◆ Problem details
Duplicate the lines of the material, starting with the line containing "find | eyelash" and going on through the line containing "column 345, row 241", both included. Reproduce them exactly.

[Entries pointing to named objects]
*-*-*

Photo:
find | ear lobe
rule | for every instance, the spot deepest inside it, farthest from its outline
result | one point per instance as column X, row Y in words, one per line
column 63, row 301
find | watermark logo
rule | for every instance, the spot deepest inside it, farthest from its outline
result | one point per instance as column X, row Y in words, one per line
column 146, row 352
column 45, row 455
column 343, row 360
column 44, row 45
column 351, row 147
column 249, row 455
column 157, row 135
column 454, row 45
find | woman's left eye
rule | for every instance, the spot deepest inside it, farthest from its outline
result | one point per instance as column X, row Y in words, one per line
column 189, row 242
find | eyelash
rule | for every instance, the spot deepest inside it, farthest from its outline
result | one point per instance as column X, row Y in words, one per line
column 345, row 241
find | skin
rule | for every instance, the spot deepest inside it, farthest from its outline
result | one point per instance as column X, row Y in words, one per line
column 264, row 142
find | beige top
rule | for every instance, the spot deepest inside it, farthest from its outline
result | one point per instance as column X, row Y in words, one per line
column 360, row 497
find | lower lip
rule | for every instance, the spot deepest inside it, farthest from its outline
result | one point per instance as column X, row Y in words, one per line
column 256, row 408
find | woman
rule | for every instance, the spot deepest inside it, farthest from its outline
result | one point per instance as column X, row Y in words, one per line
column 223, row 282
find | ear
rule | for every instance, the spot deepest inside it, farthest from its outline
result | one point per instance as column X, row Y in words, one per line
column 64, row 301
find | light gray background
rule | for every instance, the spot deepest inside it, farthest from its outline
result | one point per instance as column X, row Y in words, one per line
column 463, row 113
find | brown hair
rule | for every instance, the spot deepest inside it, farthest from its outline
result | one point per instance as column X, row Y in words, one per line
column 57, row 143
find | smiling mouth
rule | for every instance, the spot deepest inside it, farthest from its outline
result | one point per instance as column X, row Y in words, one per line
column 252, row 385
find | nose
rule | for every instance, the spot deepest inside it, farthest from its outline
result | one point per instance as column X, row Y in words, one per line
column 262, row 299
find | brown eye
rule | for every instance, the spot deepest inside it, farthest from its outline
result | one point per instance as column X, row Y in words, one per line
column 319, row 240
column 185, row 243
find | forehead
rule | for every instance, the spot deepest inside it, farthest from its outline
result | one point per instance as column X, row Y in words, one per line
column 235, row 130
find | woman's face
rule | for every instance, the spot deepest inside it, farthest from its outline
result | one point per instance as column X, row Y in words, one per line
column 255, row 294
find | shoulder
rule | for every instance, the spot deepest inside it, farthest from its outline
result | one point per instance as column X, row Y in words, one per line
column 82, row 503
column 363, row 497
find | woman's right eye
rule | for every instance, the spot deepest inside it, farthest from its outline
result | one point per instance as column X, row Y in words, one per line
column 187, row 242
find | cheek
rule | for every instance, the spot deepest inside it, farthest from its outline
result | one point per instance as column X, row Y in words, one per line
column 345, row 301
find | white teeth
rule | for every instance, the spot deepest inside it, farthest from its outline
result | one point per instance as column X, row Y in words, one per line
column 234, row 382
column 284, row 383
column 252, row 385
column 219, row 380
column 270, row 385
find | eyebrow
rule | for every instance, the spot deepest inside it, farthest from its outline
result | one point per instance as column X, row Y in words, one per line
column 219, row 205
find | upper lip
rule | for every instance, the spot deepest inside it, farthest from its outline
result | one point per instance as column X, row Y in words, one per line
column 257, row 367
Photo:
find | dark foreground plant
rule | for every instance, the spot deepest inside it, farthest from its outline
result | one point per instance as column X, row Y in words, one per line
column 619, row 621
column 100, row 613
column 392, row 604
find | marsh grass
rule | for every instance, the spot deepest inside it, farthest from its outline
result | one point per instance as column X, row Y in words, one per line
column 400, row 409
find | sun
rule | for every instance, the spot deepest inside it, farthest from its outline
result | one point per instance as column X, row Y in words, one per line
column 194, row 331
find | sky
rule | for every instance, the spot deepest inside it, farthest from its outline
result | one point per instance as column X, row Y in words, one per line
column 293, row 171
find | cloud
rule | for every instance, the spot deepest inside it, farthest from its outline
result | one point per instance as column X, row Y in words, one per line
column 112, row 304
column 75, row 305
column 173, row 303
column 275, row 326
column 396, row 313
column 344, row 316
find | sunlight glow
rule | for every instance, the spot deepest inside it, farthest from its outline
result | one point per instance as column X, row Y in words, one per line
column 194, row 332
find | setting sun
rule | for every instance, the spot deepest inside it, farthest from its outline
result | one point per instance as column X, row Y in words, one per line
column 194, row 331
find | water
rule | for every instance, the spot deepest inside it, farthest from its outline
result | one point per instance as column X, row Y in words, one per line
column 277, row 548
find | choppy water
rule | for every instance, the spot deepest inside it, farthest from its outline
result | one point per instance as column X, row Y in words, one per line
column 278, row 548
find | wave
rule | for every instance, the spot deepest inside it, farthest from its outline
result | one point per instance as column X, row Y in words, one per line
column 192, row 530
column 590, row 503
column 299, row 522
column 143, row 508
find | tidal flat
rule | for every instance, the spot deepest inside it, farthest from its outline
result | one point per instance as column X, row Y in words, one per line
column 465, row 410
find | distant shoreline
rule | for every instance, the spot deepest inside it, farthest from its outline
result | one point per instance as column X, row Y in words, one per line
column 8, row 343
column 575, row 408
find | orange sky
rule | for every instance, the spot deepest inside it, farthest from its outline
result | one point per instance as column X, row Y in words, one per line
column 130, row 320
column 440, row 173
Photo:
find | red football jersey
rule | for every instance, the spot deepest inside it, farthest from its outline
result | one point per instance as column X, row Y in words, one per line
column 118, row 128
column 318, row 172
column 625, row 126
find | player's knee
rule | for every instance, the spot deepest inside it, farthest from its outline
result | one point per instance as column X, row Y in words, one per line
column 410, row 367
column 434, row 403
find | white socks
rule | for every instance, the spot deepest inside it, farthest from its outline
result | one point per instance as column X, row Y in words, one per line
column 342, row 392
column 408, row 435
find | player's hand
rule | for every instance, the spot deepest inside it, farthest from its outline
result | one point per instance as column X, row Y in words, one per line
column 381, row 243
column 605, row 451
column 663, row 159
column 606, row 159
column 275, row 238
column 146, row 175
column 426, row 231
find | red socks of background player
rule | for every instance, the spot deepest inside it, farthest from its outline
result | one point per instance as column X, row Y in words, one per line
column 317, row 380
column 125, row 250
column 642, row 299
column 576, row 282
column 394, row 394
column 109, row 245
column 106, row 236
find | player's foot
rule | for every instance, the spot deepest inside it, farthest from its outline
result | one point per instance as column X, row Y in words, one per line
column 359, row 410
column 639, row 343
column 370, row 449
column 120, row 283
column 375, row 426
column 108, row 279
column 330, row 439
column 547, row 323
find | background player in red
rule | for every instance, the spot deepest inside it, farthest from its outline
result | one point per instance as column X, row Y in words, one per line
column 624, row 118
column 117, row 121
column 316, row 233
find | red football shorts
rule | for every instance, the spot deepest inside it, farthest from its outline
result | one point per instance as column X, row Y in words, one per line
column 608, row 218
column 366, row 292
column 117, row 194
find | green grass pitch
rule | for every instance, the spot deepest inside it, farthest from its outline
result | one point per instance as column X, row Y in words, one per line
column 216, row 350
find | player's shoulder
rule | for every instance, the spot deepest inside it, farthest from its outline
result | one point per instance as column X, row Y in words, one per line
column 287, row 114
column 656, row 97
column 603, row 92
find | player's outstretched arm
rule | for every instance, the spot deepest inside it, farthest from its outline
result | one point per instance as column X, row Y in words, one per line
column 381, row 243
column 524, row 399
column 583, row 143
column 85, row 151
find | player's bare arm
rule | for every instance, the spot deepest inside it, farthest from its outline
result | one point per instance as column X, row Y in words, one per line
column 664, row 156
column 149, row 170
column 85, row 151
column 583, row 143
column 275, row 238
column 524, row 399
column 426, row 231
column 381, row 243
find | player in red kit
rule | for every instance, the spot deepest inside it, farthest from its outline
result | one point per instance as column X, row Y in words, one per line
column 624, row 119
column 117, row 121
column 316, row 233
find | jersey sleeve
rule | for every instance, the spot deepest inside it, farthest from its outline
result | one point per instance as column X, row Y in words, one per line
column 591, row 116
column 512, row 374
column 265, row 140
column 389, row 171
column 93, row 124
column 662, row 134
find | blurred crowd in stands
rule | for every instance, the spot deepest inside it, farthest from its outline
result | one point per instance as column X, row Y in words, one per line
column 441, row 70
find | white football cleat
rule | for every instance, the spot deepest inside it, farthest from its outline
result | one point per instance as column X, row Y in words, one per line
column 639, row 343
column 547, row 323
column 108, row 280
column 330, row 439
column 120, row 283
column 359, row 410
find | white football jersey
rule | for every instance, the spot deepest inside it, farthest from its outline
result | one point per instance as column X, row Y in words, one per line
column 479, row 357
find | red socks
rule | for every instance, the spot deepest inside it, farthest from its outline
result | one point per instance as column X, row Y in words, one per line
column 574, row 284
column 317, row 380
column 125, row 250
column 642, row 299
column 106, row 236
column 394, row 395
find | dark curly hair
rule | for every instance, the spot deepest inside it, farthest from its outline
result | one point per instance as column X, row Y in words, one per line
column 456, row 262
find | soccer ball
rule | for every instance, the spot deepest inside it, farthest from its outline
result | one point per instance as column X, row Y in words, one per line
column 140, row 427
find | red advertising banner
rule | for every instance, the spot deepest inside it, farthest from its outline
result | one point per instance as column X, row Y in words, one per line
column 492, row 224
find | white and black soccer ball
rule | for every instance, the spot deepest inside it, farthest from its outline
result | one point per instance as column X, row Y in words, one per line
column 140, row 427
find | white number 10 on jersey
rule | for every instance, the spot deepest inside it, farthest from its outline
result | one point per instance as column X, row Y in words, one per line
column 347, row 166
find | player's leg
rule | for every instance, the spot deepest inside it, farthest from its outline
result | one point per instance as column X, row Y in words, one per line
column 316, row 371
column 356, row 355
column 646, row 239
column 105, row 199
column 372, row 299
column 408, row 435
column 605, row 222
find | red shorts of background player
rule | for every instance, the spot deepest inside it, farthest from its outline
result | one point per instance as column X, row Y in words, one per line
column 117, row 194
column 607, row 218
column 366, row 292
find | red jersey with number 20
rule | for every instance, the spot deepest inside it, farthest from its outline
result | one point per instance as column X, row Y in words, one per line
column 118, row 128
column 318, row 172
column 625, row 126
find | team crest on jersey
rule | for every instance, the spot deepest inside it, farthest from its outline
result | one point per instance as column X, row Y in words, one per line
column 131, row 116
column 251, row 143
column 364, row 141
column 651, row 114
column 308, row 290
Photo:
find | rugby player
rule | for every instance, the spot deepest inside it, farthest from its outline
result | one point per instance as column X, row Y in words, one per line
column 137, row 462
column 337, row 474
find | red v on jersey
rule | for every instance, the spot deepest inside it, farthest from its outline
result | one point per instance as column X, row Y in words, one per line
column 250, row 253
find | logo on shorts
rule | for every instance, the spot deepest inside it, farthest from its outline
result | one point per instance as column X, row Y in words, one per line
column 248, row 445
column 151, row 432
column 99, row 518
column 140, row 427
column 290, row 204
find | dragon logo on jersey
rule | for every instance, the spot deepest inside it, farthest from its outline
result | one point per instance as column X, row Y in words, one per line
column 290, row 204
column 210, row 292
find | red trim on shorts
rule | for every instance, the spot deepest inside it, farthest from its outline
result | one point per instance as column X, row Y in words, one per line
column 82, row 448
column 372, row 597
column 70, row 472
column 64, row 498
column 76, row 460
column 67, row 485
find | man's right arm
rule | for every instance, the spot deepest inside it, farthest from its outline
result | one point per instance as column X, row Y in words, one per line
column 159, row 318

*-*-*

◆ Written response
find | eyelash
rule | for every instance, the spot deepest inside it, farthest from its outline
result | one point per instance as column X, row Y in words, one per line
column 345, row 241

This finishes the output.